Il faut enfin rappeler que l’attractivité de la fonction publique et l’efficacité des fonctionnaires ne tiennent pas seulement aux salaires mais à un ensemble de facteurs tels que le sens donné à leurs missions ou l’organisation du travail qui peuvent être améliorés à un coût inférieur à celui d’une revalorisation du point.

Les observations qui précèdent reposent sur l’hypothèse du maintien d’une même valeur du point pour l’ensemble des trois fonctions publiques alors que le pouvoir de fixer une valeur du point différente de celle de l’Etat pourrait être attribué aux collectivités locales ou aux hôpitaux. Une telle réforme appellerait des analyses qui sortent du champ de ce billet.

C) Conclusion

Le salaire moyen net par équivalent temps plein a progressé en moyenne et en euros constants de 0,3 % par an dans la fonction publique d’Etat (FPE) et dans la fonction publique territoriale (FPT) de 2007 à 2019. Son évolution a été négative (- 0,2 %) dans la fonction publique hospitalière (FPH). Dans le secteur privé, il a progressé en moyenne de 0,5 % par an.

En 2019, les cadres de la fonction publique de l’Etat et des collectivités locales étaient moins bien rémunérés que ceux du secteur privé ; en revanche, les ouvriers et employés de la fonction publique d’Etat étaient mieux rémunérés que ceux du secteur privé. Les autres différences étaient peu significatives. Les écarts entre les agents les mieux et les moins bien payés étaient plus faibles dans le secteur public que dans le secteur privé. Des comparaisons internationales étaient possibles pour seulement quelques professions et montraient que leurs salaires étaient relativement plus faibles en France.

===

Consigne = Pouvez-vous reproduire à l’identique le passage du texte sur les salaires dans la fonction publique compris entre « Les observations qui » et « 0,5 % par an. », ces deux bornes incluses ? Ces enregistrements proviennent d’une autre source que le texte.

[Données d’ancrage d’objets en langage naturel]
===

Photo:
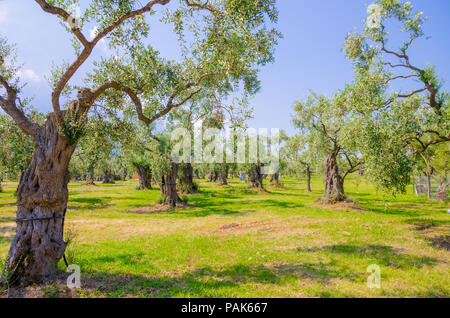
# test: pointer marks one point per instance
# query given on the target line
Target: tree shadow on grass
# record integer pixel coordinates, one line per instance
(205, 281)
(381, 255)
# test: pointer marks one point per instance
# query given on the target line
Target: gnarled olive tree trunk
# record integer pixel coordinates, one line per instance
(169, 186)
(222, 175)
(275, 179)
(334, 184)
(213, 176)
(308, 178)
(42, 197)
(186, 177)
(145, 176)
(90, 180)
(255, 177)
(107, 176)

===

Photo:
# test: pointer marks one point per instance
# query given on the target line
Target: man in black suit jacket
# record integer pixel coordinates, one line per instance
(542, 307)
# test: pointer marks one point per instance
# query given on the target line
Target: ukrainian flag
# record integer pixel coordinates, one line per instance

===

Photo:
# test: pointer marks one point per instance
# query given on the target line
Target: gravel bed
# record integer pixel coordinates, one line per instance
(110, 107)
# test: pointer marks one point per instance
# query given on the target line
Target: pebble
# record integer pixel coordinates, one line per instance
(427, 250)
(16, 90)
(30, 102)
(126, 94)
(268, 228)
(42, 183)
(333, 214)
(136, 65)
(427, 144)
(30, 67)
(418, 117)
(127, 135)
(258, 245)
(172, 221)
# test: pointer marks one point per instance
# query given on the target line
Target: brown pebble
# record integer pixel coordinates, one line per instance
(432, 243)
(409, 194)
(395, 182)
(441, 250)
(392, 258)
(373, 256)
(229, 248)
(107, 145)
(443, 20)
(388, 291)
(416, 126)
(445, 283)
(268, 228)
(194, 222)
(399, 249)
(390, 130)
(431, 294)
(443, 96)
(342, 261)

===

Réponse =
Les observations qui précèdent reposent sur l’hypothèse du maintien d’une même valeur du point pour l’ensemble des trois fonctions publiques alors que le pouvoir de fixer une valeur du point différente de celle de l’Etat pourrait être attribué aux collectivités locales ou aux hôpitaux. Une telle réforme appellerait des analyses qui sortent du champ de ce billet.

C) Conclusion

Le salaire moyen net par équivalent temps plein a progressé en moyenne et en euros constants de 0,3 % par an dans la fonction publique d’Etat (FPE) et dans la fonction publique territoriale (FPT) de 2007 à 2019. Son évolution a été négative (- 0,2 %) dans la fonction publique hospitalière (FPH). Dans le secteur privé, il a progressé en moyenne de 0,5 % par an.